# Supplied information start

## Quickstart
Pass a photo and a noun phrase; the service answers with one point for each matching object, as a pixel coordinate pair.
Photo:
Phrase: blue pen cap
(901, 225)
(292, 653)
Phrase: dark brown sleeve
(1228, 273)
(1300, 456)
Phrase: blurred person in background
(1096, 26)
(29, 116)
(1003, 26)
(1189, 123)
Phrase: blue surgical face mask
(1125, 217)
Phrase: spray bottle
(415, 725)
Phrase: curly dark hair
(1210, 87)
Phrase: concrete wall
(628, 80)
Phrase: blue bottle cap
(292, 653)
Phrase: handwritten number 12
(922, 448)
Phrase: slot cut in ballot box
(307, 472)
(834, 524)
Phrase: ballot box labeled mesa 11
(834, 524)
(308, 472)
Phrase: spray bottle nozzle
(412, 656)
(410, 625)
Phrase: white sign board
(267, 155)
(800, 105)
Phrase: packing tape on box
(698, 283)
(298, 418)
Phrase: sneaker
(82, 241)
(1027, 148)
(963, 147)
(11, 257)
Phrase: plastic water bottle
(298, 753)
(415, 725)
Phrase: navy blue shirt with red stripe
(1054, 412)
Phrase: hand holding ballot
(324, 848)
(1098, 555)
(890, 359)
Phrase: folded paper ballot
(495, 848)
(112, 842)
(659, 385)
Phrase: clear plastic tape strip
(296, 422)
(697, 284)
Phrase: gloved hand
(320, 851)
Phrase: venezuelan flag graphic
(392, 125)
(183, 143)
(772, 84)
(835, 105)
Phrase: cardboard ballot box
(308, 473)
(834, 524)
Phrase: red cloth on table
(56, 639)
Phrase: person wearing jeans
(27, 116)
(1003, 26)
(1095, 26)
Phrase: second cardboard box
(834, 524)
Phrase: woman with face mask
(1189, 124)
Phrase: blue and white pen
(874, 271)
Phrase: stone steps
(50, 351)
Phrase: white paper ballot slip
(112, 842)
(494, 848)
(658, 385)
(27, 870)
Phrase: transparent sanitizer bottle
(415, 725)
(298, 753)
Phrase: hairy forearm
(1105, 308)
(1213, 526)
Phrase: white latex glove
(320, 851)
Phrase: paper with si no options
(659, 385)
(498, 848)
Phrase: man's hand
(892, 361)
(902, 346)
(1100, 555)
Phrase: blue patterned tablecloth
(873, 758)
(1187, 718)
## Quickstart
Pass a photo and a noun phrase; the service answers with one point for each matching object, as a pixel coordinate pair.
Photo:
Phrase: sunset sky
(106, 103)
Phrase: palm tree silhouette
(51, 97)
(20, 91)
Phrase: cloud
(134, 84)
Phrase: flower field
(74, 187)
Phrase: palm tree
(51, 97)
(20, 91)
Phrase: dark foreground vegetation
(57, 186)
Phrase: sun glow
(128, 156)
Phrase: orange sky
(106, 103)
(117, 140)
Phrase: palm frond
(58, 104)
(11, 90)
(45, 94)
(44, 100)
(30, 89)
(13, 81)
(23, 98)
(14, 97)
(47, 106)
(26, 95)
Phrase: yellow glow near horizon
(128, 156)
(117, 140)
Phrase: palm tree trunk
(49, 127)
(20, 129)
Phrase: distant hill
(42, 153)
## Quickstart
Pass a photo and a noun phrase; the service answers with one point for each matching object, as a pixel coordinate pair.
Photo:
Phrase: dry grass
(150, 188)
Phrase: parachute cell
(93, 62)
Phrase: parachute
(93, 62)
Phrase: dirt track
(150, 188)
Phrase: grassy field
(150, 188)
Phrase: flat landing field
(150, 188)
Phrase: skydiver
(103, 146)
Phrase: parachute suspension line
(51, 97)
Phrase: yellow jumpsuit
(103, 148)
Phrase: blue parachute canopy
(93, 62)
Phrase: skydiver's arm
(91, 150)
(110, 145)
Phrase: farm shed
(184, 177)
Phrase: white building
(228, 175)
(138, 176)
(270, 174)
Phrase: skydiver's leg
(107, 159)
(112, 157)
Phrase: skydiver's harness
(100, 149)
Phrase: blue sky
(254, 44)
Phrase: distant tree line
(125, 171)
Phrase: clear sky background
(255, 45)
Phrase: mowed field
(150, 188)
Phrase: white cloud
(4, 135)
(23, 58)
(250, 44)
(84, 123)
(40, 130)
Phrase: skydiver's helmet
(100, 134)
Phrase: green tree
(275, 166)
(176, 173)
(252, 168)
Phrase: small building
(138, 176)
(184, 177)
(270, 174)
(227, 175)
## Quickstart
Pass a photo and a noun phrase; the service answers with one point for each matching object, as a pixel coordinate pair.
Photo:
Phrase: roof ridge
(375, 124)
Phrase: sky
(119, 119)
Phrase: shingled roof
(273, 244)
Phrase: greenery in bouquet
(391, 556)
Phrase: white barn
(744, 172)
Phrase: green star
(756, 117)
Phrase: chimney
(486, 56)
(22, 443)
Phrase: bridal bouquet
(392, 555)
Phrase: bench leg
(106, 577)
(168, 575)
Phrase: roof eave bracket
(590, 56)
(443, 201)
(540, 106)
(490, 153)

# Supplied information end

● **Task brief**
Place each of the lines above into a JSON list of strings, one string per line, omitting any blank lines.

● **Solution below**
[
  "## Quickstart",
  "Pass a photo and a noun phrase; the service answers with one point for each matching object, as a pixel coordinate pair.",
  "Photo:",
  "Phrase: blue pen cap",
  "(901, 225)",
  "(292, 653)",
  "Phrase: dark brown sleeve",
  "(1228, 273)",
  "(1300, 456)",
  "Phrase: blurred person in background",
  "(1096, 26)",
  "(29, 116)",
  "(1003, 26)",
  "(1189, 123)",
  "Phrase: blue surgical face mask",
  "(1125, 217)",
  "Phrase: spray bottle",
  "(415, 725)",
  "Phrase: curly dark hair",
  "(1210, 87)",
  "Phrase: concrete wall",
  "(628, 80)",
  "Phrase: blue bottle cap",
  "(292, 653)",
  "Phrase: handwritten number 12",
  "(922, 448)",
  "Phrase: slot cut in ballot box",
  "(307, 472)",
  "(834, 524)",
  "Phrase: ballot box labeled mesa 11",
  "(834, 524)",
  "(308, 472)",
  "Phrase: spray bottle nozzle",
  "(412, 656)",
  "(410, 625)",
  "Phrase: white sign board",
  "(267, 155)",
  "(800, 105)",
  "Phrase: packing tape on box",
  "(698, 283)",
  "(298, 418)",
  "Phrase: sneaker",
  "(82, 241)",
  "(1027, 148)",
  "(963, 147)",
  "(11, 257)",
  "Phrase: plastic water bottle",
  "(298, 753)",
  "(415, 725)",
  "Phrase: navy blue shirt with red stripe",
  "(1054, 412)",
  "Phrase: hand holding ballot",
  "(324, 848)",
  "(1098, 555)",
  "(890, 359)",
  "Phrase: folded paper ballot",
  "(495, 848)",
  "(112, 842)",
  "(659, 385)",
  "Phrase: clear plastic tape strip",
  "(296, 422)",
  "(697, 284)",
  "Phrase: gloved hand",
  "(320, 851)",
  "Phrase: venezuelan flag graphic",
  "(392, 125)",
  "(183, 143)",
  "(772, 84)",
  "(835, 105)",
  "Phrase: cardboard ballot box",
  "(308, 473)",
  "(834, 524)",
  "Phrase: red cloth on table",
  "(56, 639)",
  "Phrase: person wearing jeans",
  "(27, 116)",
  "(1003, 26)",
  "(1095, 26)",
  "Phrase: second cardboard box",
  "(834, 524)",
  "Phrase: woman with face mask",
  "(1189, 124)",
  "Phrase: blue and white pen",
  "(874, 271)",
  "Phrase: stone steps",
  "(50, 351)",
  "Phrase: white paper ballot slip",
  "(112, 842)",
  "(494, 848)",
  "(658, 385)",
  "(27, 870)",
  "Phrase: transparent sanitizer bottle",
  "(415, 725)",
  "(298, 753)",
  "Phrase: hairy forearm",
  "(1105, 308)",
  "(1213, 526)",
  "Phrase: white latex glove",
  "(320, 851)",
  "Phrase: paper with si no options",
  "(659, 385)",
  "(498, 848)",
  "Phrase: man's hand",
  "(892, 361)",
  "(902, 346)",
  "(1100, 555)",
  "Phrase: blue patterned tablecloth",
  "(873, 758)",
  "(1187, 718)",
  "## Quickstart",
  "Pass a photo and a noun phrase; the service answers with one point for each matching object, as a pixel coordinate pair.",
  "Photo:",
  "Phrase: sunset sky",
  "(106, 103)",
  "Phrase: palm tree silhouette",
  "(51, 97)",
  "(20, 91)",
  "Phrase: cloud",
  "(134, 84)",
  "Phrase: flower field",
  "(74, 187)",
  "Phrase: palm tree",
  "(51, 97)",
  "(20, 91)",
  "Phrase: dark foreground vegetation",
  "(57, 186)",
  "Phrase: sun glow",
  "(128, 156)",
  "Phrase: orange sky",
  "(106, 103)",
  "(117, 140)",
  "Phrase: palm frond",
  "(58, 104)",
  "(11, 90)",
  "(45, 94)",
  "(44, 100)",
  "(30, 89)",
  "(13, 81)",
  "(23, 98)",
  "(14, 97)",
  "(47, 106)",
  "(26, 95)",
  "Phrase: yellow glow near horizon",
  "(128, 156)",
  "(117, 140)",
  "Phrase: palm tree trunk",
  "(49, 127)",
  "(20, 129)",
  "Phrase: distant hill",
  "(42, 153)",
  "## Quickstart",
  "Pass a photo and a noun phrase; the service answers with one point for each matching object, as a pixel coordinate pair.",
  "Photo:",
  "Phrase: dry grass",
  "(150, 188)",
  "Phrase: parachute cell",
  "(93, 62)",
  "Phrase: parachute",
  "(93, 62)",
  "Phrase: dirt track",
  "(150, 188)",
  "Phrase: grassy field",
  "(150, 188)",
  "Phrase: flat landing field",
  "(150, 188)",
  "Phrase: skydiver",
  "(103, 146)",
  "Phrase: parachute suspension line",
  "(51, 97)",
  "Phrase: yellow jumpsuit",
  "(103, 148)",
  "Phrase: blue parachute canopy",
  "(93, 62)",
  "Phrase: skydiver's arm",
  "(91, 150)",
  "(110, 145)",
  "Phrase: farm shed",
  "(184, 177)",
  "Phrase: white building",
  "(228, 175)",
  "(138, 176)",
  "(270, 174)",
  "Phrase: skydiver's leg",
  "(107, 159)",
  "(112, 157)",
  "Phrase: skydiver's harness",
  "(100, 149)",
  "Phrase: blue sky",
  "(254, 44)",
  "Phrase: distant tree line",
  "(125, 171)",
  "Phrase: clear sky background",
  "(255, 45)",
  "Phrase: mowed field",
  "(150, 188)",
  "Phrase: white cloud",
  "(4, 135)",
  "(23, 58)",
  "(250, 44)",
  "(84, 123)",
  "(40, 130)",
  "Phrase: skydiver's helmet",
  "(100, 134)",
  "Phrase: green tree",
  "(275, 166)",
  "(176, 173)",
  "(252, 168)",
  "Phrase: small building",
  "(138, 176)",
  "(184, 177)",
  "(270, 174)",
  "(227, 175)",
  "## Quickstart",
  "Pass a photo and a noun phrase; the service answers with one point for each matching object, as a pixel coordinate pair.",
  "Photo:",
  "Phrase: roof ridge",
  "(375, 124)",
  "Phrase: sky",
  "(119, 119)",
  "Phrase: shingled roof",
  "(273, 244)",
  "Phrase: greenery in bouquet",
  "(391, 556)",
  "Phrase: white barn",
  "(744, 172)",
  "Phrase: green star",
  "(756, 117)",
  "Phrase: chimney",
  "(486, 56)",
  "(22, 443)",
  "Phrase: bridal bouquet",
  "(392, 555)",
  "Phrase: bench leg",
  "(106, 577)",
  "(168, 575)",
  "Phrase: roof eave bracket",
  "(590, 56)",
  "(443, 201)",
  "(540, 106)",
  "(490, 153)"
]